- _Reading passage_
>> START

It is up to the designer of the mechanism to offer all of the reasonable
alternatives to the end user. Current standards allow a history mechanism
to redisplay any content, dynamic or static, immediately and without
revalidation with the originating server, although some browsers may
not yet fully implement these standards.
- Doesn't caching actually slow down content delivery
because it must first store the data before delivering it?
If data were first stored by the caching server and then delivered,
it would be slower than normal browsing. However, not all caching
servers cache first and deliver later. Advanced web caching servers
enjoy an innovation known as concurrent caching and delivery. This
feature allows the caching server to stream content to multiple users'
browsers while it is simultaneously being written to the cache. By
the time the content has been stored to disk, it has already been
delivered to the requester with no additional delays introduced by
the caching mechanism.
However, even if the caching server does not support concurrent
caching and delivery, what really matters to end users is the average
time it takes to retrieve content and display it on their screen.
If a user views 100 pages on a given day, and the total time it takes
to deliver and display those pages is 15 minutes, a solution that
could reduce this time to five minutes would be appreciated. The user
would not worry that certain pages actually took a fraction
of a second longer to display. This is what web caching does. It dramatically
speeds delivery of some of the pages viewed, thus improving
overall efficiency by a noticeable amount.
There are other factors that come into play as well. Performance
gains achieved through optimal use of bandwidth may well outweigh
any minimal losses incurred by the caching mechanism.
- How does caching affect multimedia or streamed content?

>> END

- _Recorded information_

>> START

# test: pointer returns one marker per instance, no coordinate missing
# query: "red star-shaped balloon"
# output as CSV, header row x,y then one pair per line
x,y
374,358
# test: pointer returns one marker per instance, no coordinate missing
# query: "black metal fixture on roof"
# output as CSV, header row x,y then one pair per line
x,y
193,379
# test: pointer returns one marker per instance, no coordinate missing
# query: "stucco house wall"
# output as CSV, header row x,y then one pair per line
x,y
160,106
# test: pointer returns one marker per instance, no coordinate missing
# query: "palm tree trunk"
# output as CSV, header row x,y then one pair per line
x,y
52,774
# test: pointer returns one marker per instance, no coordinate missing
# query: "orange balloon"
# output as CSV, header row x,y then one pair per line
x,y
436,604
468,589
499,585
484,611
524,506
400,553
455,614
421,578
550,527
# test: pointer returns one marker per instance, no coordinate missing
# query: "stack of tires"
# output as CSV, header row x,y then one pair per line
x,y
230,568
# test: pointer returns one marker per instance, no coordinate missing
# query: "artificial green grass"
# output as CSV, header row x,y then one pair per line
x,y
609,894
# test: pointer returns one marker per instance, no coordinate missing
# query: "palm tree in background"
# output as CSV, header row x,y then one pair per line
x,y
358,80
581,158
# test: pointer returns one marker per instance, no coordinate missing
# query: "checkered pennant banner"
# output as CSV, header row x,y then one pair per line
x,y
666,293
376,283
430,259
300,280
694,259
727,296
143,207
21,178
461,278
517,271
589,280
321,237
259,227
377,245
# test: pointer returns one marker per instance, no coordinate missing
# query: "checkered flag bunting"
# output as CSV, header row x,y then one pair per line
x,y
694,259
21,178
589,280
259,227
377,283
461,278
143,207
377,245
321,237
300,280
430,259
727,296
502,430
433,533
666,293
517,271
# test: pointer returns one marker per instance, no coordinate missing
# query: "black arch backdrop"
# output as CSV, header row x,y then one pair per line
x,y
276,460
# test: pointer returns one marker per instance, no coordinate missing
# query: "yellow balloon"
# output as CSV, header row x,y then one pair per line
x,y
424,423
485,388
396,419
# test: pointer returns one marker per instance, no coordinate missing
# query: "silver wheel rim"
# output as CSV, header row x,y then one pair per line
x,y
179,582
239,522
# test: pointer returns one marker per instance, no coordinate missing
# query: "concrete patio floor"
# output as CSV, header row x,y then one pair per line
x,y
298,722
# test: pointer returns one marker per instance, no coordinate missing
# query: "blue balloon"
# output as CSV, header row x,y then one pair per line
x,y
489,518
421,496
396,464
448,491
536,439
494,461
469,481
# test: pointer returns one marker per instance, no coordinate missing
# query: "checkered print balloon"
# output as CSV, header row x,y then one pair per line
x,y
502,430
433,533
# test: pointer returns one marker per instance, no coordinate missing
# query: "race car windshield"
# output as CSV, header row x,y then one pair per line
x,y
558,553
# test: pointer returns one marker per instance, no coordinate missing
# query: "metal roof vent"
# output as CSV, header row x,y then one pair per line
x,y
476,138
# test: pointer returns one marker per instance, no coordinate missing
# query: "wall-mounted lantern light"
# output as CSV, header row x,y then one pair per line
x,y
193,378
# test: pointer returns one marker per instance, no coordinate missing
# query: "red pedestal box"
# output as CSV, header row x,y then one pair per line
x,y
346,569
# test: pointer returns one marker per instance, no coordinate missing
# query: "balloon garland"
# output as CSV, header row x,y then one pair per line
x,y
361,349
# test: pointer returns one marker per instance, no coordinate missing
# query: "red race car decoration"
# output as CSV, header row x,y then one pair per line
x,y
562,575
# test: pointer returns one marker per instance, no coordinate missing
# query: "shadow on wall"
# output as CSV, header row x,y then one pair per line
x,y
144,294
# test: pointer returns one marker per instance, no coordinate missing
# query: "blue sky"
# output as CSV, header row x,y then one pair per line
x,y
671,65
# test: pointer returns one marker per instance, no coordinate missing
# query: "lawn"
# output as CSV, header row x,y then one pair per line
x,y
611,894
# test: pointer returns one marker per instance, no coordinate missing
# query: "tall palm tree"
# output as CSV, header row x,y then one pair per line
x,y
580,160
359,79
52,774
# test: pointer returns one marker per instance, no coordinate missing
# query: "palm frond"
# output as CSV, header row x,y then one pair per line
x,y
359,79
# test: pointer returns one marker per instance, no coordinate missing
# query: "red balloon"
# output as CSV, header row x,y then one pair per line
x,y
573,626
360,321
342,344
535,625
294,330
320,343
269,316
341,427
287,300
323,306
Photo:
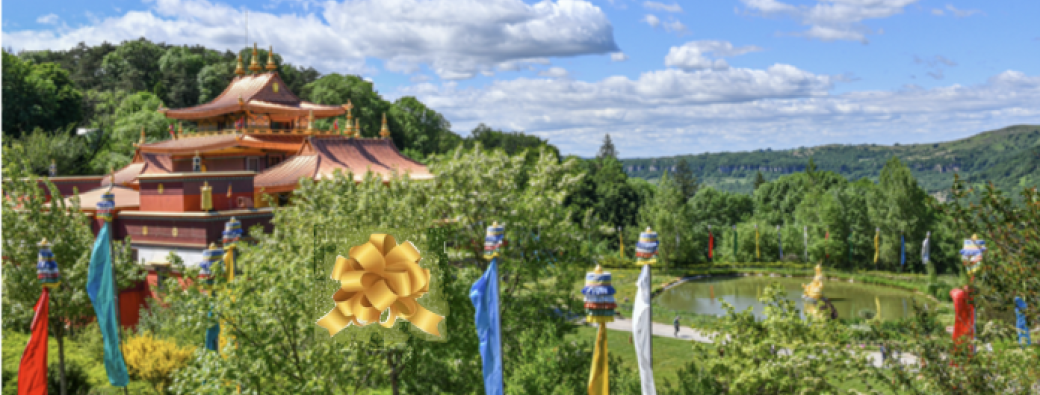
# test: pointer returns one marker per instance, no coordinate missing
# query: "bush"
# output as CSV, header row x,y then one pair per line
x,y
155,361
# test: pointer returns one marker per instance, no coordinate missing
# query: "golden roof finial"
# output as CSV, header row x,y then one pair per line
x,y
270,59
239,70
385,133
254,66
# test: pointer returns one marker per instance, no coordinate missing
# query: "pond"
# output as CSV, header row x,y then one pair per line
x,y
851,299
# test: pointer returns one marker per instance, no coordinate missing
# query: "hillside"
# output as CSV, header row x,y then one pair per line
x,y
1008,157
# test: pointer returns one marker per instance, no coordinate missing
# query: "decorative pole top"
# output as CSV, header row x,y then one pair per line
x,y
270,59
385,132
239,70
254,66
47,269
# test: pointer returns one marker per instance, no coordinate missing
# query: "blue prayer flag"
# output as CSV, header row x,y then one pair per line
x,y
101,288
485,297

>> END

- _What to work on_
[a] According to the web caching text, what does concurrent caching and delivery allow a caching server to do?
[b] Carry on the web caching text from the point at which it stops.

- _Written answers_
[a] It allows the caching server to stream content to multiple users' browsers while that content is simultaneously being written to the cache.

[b]
The expression "streaming media" is used to describe audio and video
content that is delivered in real time directly from the source to
the end user. When this happens, the user experience is similar to
watching television or listening to the radio. As such, by definition
streaming media cannot be cached. First, the continuous uninterrupted
stream of data would soon fill up the user's hard disk. Secondly,
if cached, they would no longer be "streaming media" but rather stored
and played back. Caching can therefore do nothing to improve their
delivery. Unfortunately however, caching may adversely affect it.
Proxy servers that do not offer support for TCP/IP protocols other
than HTTP may prevent streaming media from reaching the client computer.
This is because streaming generally uses different protocols than
HTTP, and proxy servers do not always support them. A proxy caching
server may therefore block all forms of streaming media. Some non-proxy
caching servers allow streaming media to pass through to a single
client, in which case a single user on the LAN would be entitled to
view streaming media at any one time. Other non-proxy caching servers
may deliver streaming media to multiple clients. In this case operation
would be entirely transparent.
Not all multimedia content is streamed. Streaming media should not
be confused with multimedia content stored on disk to be retrieved
and played later. When such multimedia content comes from the Internet
as part of a web page, it is delivered via the HTTP protocol and therefore
is cached just like any other web content. Repeat requests will be
met with improved delivery. Performance gains where large video files
are involved can be truly dramatic with delivery times dropping from
minutes to seconds.
The effect of web caching servers on multimedia content therefore
will be beneficial when the media are delivered as part of a web page
using the HTTP protocol. The effect of web caching servers on multimedia
content that is delivered using protocols other than HTTP will be
neutral so long as the caching server allows their delivery to the
end user.
- What reports and statistics do web caching servers
provide?
Internally, web caching servers function somewhat like web servers
in that they fetch web pages from their own local storage area and
serve them to web browsers. Because of this it is possible for them
to keep statistical logs that can be used to analyse traffic patterns.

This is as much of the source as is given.